* [DATA TO PROCESS]:
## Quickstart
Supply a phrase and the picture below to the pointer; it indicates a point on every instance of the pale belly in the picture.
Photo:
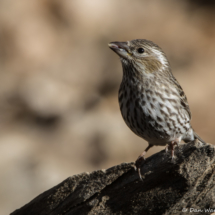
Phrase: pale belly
(156, 121)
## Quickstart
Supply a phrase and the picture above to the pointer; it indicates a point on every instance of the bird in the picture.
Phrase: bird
(151, 100)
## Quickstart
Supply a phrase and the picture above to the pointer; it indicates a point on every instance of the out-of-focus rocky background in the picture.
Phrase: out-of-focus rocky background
(59, 112)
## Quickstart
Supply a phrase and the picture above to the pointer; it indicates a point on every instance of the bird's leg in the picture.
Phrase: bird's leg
(167, 148)
(140, 159)
(171, 146)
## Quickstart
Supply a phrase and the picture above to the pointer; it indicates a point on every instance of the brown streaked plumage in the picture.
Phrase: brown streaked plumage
(151, 100)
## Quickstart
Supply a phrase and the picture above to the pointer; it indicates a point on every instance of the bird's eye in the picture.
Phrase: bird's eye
(140, 50)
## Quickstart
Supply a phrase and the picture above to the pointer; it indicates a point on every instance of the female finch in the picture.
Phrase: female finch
(152, 102)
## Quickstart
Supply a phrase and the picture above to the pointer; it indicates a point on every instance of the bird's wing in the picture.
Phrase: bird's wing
(183, 98)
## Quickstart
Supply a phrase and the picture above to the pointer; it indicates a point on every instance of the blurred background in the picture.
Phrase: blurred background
(59, 113)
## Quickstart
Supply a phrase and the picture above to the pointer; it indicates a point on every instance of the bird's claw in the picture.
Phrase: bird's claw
(138, 166)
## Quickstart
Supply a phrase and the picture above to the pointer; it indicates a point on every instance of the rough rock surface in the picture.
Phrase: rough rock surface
(168, 187)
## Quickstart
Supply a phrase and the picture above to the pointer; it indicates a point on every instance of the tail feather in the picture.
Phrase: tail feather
(198, 137)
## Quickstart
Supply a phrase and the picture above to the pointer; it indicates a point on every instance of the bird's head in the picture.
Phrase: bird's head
(142, 54)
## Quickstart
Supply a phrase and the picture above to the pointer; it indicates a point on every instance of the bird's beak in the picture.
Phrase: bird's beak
(121, 48)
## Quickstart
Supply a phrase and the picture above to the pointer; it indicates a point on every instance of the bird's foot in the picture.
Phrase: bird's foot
(138, 163)
(171, 146)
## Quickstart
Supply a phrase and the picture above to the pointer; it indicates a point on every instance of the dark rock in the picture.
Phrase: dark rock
(169, 187)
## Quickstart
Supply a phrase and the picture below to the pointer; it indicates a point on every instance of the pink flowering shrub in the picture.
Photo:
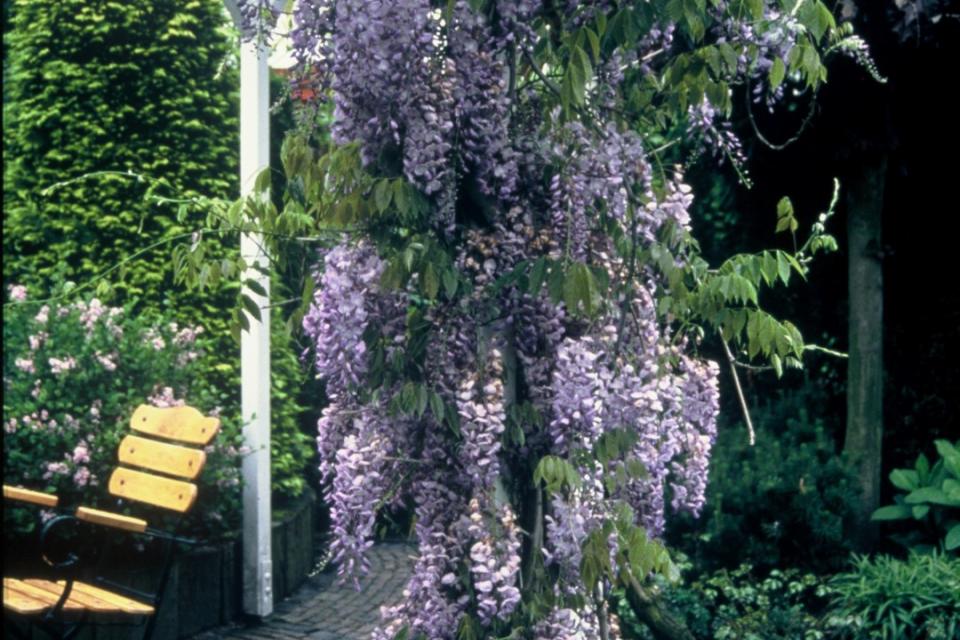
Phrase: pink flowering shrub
(73, 373)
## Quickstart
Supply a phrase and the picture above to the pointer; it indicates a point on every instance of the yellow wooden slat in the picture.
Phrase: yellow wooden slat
(160, 456)
(125, 604)
(109, 519)
(91, 603)
(40, 595)
(26, 495)
(156, 490)
(185, 424)
(20, 602)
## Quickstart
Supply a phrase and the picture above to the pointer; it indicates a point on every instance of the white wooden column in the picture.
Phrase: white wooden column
(255, 343)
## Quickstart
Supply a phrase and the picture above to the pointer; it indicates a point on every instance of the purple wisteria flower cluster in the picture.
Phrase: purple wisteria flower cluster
(448, 97)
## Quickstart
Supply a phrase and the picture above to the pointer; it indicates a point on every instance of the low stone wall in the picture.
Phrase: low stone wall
(205, 588)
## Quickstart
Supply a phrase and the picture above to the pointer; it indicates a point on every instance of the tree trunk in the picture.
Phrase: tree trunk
(864, 435)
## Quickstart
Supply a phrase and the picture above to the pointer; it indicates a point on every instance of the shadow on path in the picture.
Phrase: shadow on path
(322, 609)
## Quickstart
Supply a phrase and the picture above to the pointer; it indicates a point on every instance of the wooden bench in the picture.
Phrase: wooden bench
(158, 463)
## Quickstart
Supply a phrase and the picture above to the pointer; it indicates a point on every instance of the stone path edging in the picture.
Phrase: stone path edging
(322, 609)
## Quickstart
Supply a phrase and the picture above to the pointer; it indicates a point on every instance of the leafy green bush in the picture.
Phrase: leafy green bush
(73, 375)
(739, 605)
(148, 87)
(932, 500)
(896, 599)
(781, 502)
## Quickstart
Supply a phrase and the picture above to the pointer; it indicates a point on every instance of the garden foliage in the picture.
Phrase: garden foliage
(744, 604)
(930, 499)
(74, 372)
(109, 109)
(782, 502)
(891, 599)
(510, 307)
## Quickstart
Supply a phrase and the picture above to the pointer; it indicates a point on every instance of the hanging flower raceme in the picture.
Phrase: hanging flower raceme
(487, 359)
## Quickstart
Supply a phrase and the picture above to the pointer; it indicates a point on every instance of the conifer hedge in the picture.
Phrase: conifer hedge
(149, 87)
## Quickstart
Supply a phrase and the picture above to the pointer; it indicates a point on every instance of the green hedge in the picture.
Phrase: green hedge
(149, 87)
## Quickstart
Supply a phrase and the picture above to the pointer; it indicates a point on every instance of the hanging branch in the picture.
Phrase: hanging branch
(736, 383)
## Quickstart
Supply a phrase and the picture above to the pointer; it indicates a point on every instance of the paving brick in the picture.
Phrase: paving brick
(322, 609)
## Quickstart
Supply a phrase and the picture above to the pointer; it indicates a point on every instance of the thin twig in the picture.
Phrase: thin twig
(736, 382)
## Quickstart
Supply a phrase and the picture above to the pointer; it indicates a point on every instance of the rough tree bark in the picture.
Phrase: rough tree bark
(864, 434)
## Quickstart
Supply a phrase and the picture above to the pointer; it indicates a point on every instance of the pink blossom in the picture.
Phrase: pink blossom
(37, 340)
(107, 361)
(56, 468)
(81, 477)
(18, 292)
(81, 454)
(58, 366)
(92, 313)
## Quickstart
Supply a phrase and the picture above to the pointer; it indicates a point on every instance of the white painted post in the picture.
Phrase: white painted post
(255, 343)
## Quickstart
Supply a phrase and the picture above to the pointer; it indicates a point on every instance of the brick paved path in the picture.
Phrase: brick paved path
(323, 610)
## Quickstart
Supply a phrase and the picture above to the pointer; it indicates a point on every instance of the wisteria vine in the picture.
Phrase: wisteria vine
(521, 126)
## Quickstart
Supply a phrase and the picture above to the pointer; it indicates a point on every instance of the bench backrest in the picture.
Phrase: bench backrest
(158, 469)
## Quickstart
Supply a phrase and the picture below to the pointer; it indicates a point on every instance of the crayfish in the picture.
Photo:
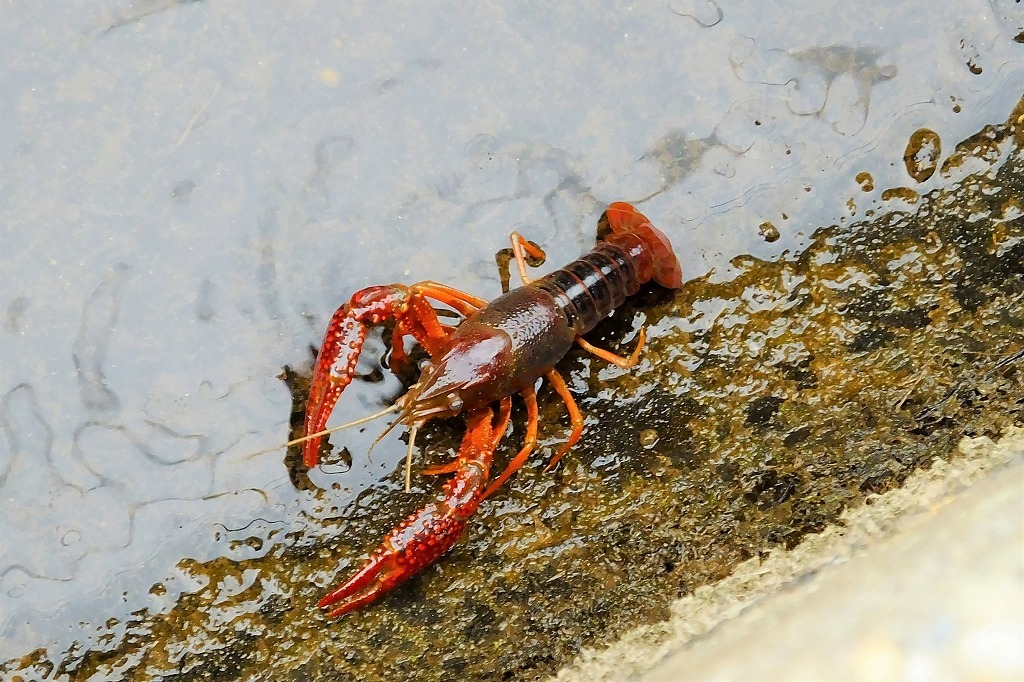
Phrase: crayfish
(500, 348)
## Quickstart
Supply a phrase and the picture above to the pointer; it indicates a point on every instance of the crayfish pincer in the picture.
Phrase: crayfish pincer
(500, 348)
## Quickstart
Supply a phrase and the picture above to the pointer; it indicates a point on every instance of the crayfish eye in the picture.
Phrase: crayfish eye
(455, 402)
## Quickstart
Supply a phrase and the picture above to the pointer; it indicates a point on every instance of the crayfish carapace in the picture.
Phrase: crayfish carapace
(500, 348)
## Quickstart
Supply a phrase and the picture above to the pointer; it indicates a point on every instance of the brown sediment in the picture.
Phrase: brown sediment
(776, 399)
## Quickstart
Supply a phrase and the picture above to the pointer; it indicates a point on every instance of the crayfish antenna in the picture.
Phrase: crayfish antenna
(310, 436)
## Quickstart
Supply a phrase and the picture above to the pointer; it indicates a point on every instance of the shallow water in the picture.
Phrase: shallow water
(187, 190)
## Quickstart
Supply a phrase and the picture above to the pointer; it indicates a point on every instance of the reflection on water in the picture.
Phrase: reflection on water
(187, 190)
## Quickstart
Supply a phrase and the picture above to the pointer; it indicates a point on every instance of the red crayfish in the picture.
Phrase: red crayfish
(499, 349)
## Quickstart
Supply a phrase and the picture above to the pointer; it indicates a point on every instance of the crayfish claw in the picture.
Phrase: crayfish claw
(426, 535)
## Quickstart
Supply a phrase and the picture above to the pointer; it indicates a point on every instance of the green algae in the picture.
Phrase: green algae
(764, 407)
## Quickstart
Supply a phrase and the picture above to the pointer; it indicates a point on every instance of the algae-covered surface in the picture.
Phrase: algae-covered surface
(188, 189)
(765, 406)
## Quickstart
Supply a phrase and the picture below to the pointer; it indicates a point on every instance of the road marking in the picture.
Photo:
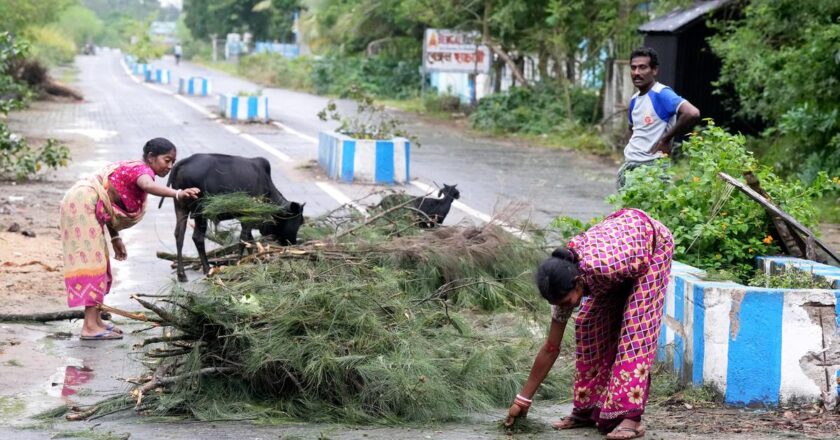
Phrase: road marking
(339, 196)
(230, 128)
(295, 132)
(265, 146)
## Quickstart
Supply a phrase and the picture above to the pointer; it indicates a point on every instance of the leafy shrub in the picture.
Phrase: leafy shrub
(790, 278)
(540, 109)
(369, 121)
(50, 46)
(384, 77)
(683, 197)
(19, 160)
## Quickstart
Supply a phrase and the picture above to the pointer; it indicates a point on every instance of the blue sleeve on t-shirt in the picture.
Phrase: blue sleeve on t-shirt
(665, 103)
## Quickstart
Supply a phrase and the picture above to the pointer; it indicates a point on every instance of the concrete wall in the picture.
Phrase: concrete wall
(371, 161)
(194, 85)
(755, 345)
(244, 108)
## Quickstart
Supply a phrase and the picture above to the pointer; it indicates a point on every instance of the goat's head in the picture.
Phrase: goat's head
(449, 191)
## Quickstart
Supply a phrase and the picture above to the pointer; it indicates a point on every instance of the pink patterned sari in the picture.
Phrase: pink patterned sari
(85, 209)
(624, 262)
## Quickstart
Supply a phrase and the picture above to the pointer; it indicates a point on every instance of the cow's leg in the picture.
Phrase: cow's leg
(181, 216)
(245, 235)
(199, 233)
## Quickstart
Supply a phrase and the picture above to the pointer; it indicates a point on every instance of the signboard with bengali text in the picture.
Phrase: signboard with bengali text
(455, 51)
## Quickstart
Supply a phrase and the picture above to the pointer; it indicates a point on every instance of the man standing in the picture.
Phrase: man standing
(657, 115)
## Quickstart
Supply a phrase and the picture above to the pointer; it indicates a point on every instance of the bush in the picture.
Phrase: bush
(277, 70)
(383, 77)
(684, 198)
(540, 109)
(50, 46)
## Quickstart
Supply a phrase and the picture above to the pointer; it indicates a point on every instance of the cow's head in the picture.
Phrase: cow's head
(285, 226)
(449, 191)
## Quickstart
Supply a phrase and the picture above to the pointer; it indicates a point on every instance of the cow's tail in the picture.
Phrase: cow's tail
(168, 183)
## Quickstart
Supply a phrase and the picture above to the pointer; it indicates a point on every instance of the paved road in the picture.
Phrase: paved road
(491, 173)
(121, 114)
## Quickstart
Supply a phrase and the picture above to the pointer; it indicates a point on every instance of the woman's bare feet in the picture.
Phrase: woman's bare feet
(627, 429)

* [ACTIVITY]:
Leave out every line above except those from the line with "Phrase: road marking" up to and including the line with "t-shirt in the picture.", and copy those exactly.

* [SOLUTION FOR THIS EXERCISE]:
Phrase: road marking
(339, 196)
(230, 128)
(295, 132)
(265, 146)
## Quickstart
Supply a phrase and the picture above to the pointer; it indicates a point on every instance of the leafy shrub in the picture.
Phrase: leafy shrub
(790, 278)
(540, 109)
(369, 121)
(50, 46)
(384, 77)
(683, 197)
(19, 160)
## Quickstart
Supply a phrase and the picture above to the pointer; it indicates a point on every instance of the blue sleeve on t-shirt in the picture.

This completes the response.